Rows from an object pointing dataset

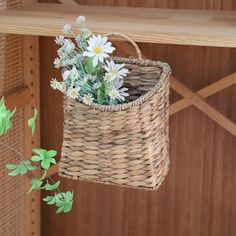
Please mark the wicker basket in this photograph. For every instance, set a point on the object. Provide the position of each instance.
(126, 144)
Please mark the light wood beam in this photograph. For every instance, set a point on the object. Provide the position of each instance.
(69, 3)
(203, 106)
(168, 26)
==
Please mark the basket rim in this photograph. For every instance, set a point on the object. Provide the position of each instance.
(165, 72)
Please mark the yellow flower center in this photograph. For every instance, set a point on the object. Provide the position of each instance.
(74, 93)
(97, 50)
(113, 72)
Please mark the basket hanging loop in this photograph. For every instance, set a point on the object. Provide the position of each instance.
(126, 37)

● **Directive**: Which lines above contain the word "this"? Gather every one of them and copy each out in full.

● **Solution**:
Please mark the wicker basket in this photograph. For every instance, set a point on the object. Provide the position of each instance.
Please mark the light wood beam in this photograph. For every instance, set a point on the object. Provide the position of each instance.
Please mark the basket rim in this photograph. For every instance, set a point on the object. Provide the position of each instance.
Please mark the yellow flower center in this photograph. For every instance, set a point on the object. Provide the position of each instance.
Please mark the basket hanging loop in this photograph. For every instance, set a point on the object. Provide the position of each instance.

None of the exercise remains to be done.